(Stored data):
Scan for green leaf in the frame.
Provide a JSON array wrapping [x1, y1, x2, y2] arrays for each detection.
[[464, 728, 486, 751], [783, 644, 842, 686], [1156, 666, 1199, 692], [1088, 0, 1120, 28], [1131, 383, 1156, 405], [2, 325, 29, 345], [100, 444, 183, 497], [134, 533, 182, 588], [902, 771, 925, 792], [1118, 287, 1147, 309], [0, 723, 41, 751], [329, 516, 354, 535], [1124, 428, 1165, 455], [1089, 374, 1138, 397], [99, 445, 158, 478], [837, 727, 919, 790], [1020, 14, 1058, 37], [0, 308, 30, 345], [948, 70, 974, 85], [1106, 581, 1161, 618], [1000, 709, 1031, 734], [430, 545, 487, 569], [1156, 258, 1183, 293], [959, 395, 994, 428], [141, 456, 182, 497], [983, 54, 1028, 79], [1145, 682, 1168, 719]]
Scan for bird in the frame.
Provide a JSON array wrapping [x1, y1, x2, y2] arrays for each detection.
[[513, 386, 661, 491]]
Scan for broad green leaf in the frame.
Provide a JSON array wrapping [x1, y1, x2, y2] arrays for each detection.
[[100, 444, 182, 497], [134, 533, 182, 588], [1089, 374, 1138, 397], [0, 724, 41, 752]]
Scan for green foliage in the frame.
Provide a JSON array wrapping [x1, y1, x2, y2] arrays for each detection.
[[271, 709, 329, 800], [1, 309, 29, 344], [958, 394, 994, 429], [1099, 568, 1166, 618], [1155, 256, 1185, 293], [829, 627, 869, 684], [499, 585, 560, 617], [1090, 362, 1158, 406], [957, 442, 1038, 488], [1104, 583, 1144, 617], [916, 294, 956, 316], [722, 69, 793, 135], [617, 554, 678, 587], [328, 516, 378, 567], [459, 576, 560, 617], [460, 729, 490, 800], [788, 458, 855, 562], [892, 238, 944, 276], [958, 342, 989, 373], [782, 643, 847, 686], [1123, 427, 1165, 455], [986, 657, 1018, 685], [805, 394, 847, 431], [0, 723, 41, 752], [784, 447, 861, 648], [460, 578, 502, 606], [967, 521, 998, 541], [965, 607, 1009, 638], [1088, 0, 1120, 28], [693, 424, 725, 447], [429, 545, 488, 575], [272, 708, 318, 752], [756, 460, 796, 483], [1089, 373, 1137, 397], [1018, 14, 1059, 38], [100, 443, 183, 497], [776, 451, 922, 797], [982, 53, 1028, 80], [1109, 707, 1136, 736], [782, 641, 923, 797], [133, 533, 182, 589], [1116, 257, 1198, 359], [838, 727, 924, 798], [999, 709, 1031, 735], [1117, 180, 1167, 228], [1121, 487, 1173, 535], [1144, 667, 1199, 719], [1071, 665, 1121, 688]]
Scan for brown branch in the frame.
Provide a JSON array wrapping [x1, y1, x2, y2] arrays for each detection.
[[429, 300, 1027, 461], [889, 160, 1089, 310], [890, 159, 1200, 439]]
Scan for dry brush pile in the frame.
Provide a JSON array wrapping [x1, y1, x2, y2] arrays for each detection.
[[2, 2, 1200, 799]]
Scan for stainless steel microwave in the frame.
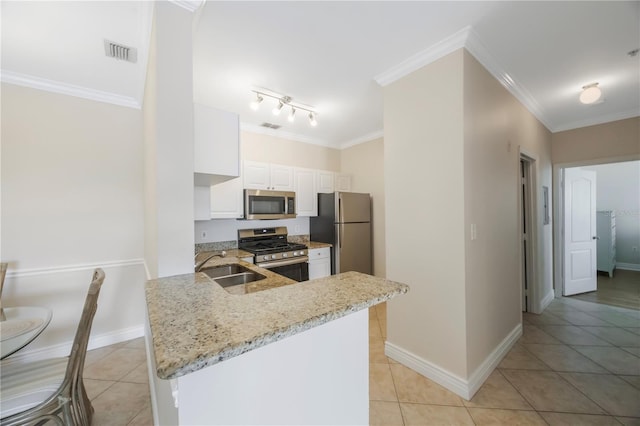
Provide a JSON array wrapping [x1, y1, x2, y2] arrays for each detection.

---

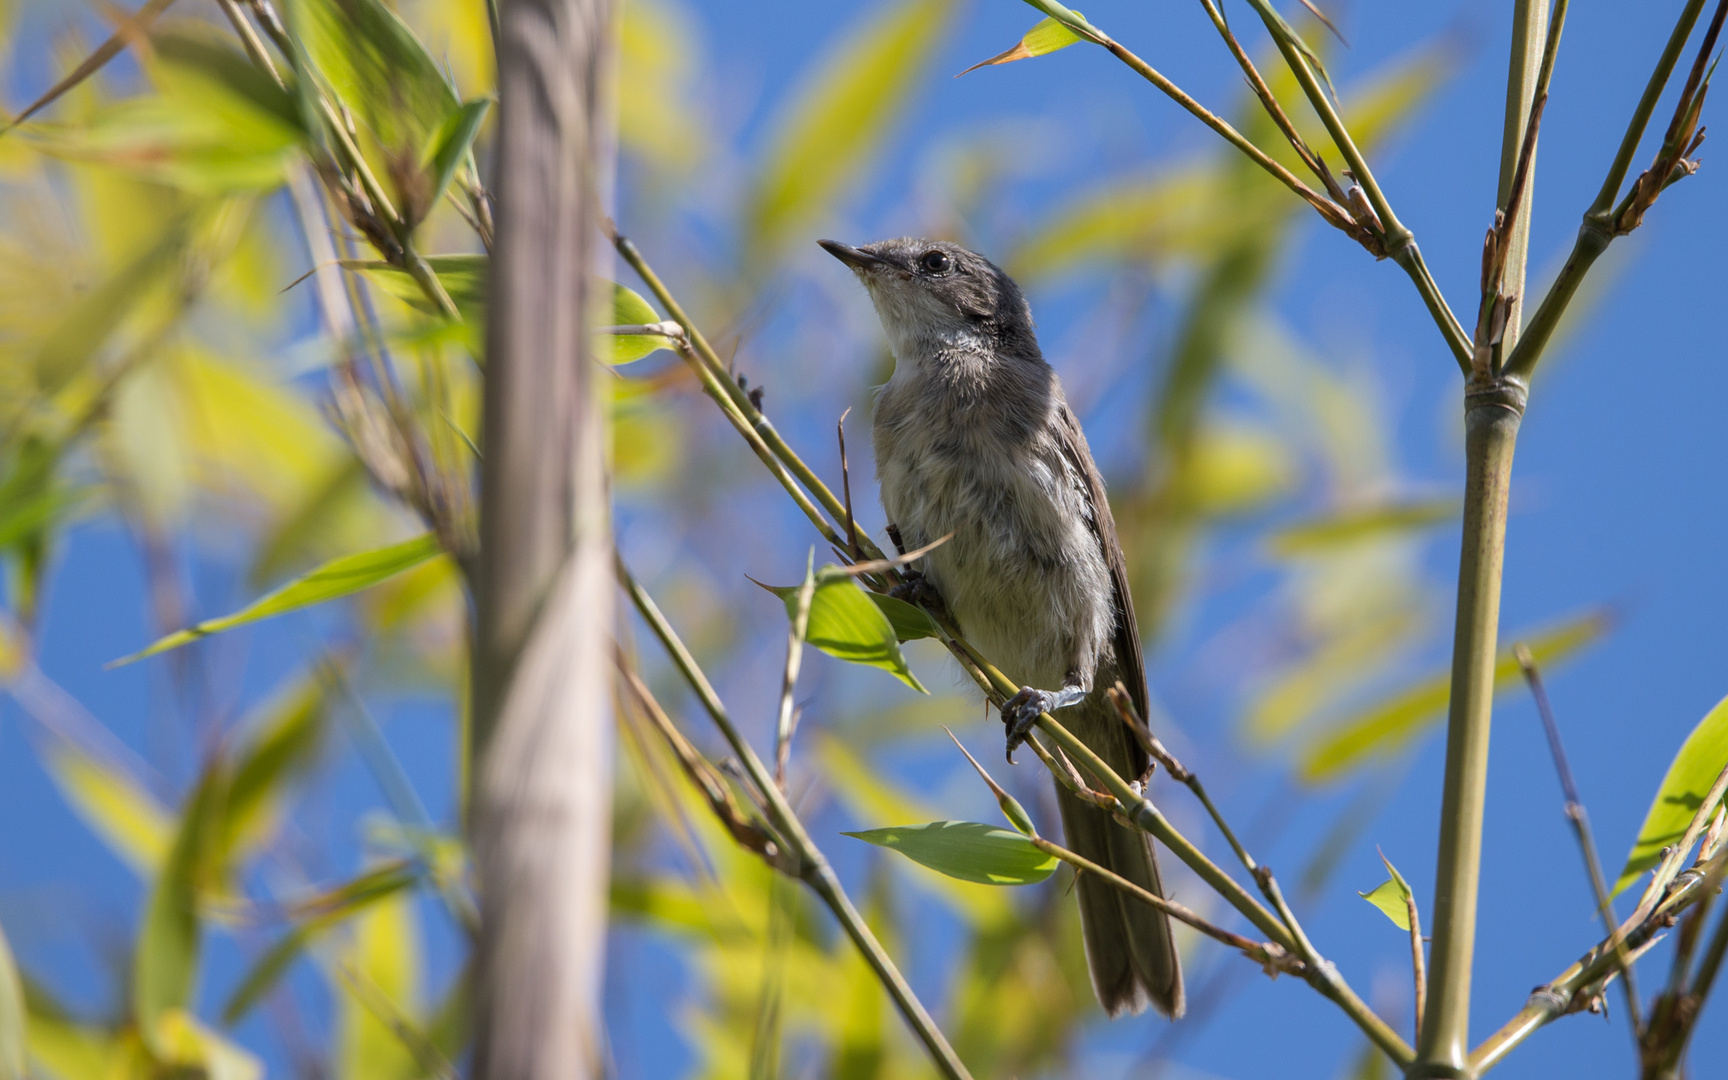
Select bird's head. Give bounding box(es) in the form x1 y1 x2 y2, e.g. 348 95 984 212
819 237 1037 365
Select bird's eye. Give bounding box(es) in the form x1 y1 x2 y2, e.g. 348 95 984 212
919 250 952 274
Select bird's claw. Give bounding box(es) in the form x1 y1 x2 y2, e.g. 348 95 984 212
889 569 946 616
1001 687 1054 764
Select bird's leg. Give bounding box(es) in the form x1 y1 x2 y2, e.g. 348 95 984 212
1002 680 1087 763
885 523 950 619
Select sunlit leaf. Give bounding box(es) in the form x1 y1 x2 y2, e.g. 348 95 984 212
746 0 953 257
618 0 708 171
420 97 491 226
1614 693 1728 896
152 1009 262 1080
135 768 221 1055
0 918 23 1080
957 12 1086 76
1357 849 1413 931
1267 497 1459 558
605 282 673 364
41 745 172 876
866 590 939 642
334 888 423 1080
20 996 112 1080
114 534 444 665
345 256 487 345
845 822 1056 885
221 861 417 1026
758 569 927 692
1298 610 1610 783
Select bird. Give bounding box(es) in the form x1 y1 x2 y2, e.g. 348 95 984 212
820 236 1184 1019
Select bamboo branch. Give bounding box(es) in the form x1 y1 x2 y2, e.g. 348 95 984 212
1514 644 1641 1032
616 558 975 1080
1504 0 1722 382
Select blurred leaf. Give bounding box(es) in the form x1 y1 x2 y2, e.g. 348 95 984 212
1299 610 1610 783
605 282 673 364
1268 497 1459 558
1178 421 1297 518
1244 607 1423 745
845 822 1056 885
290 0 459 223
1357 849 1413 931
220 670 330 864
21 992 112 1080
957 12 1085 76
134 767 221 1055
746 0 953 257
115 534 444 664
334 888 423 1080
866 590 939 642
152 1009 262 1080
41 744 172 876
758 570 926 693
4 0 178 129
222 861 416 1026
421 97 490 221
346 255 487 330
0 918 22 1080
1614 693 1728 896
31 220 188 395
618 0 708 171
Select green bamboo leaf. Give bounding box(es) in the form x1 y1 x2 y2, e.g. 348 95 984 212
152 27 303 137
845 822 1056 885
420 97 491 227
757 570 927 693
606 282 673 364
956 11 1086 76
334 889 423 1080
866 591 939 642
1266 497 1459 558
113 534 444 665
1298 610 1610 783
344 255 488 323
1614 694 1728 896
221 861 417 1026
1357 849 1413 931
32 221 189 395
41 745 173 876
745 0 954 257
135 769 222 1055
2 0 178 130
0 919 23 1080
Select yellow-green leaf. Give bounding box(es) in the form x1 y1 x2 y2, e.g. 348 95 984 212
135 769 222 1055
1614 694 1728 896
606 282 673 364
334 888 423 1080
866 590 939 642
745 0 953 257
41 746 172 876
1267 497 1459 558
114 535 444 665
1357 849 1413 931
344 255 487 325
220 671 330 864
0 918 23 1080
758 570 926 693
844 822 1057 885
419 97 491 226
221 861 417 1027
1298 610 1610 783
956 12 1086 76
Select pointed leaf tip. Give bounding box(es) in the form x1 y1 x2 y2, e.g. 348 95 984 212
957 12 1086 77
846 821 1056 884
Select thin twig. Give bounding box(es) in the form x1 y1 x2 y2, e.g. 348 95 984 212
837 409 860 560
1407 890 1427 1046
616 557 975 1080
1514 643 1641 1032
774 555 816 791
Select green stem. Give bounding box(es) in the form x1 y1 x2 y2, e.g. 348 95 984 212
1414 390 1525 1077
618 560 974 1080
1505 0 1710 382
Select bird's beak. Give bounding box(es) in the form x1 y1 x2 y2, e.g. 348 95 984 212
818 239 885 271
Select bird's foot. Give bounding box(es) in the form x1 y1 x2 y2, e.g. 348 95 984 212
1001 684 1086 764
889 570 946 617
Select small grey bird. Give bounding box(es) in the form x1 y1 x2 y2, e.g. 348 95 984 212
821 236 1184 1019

(Task brief):
When you reach the line containing "Scan for green leaf in the frame." in the data above, start copying exactly, and stop after the line containing "Scan for green foliage in the frame.".

(Expected answer):
Scan for green leaf in the frame.
Provide a JSON array wrapping [x1, y1, x2, y2] arrays for each detection.
[[464, 728, 486, 751], [783, 644, 842, 686], [1156, 666, 1199, 692], [1088, 0, 1120, 28], [1131, 383, 1156, 405], [2, 325, 29, 345], [100, 444, 183, 497], [134, 533, 182, 588], [902, 771, 925, 792], [1118, 287, 1147, 309], [0, 723, 41, 751], [329, 516, 354, 535], [1124, 428, 1165, 455], [1089, 374, 1138, 397], [99, 445, 158, 478], [837, 727, 919, 790], [1020, 14, 1058, 37], [0, 308, 30, 345], [948, 70, 974, 85], [1106, 581, 1161, 618], [1000, 709, 1031, 734], [430, 545, 487, 569], [1156, 258, 1183, 293], [959, 395, 994, 428], [141, 456, 182, 497], [983, 54, 1028, 79], [1145, 682, 1168, 719]]
Scan for bird in the frame.
Provide a JSON array wrapping [x1, y1, x2, y2] arrays for each detection.
[[513, 386, 661, 491]]
Scan for broad green leaf in the frame.
Provide a JSON array wrapping [x1, y1, x2, y2] arrays for each detection.
[[100, 444, 182, 497], [134, 533, 182, 588], [1089, 374, 1138, 397], [0, 724, 41, 752]]
Scan for green foliage in the frame.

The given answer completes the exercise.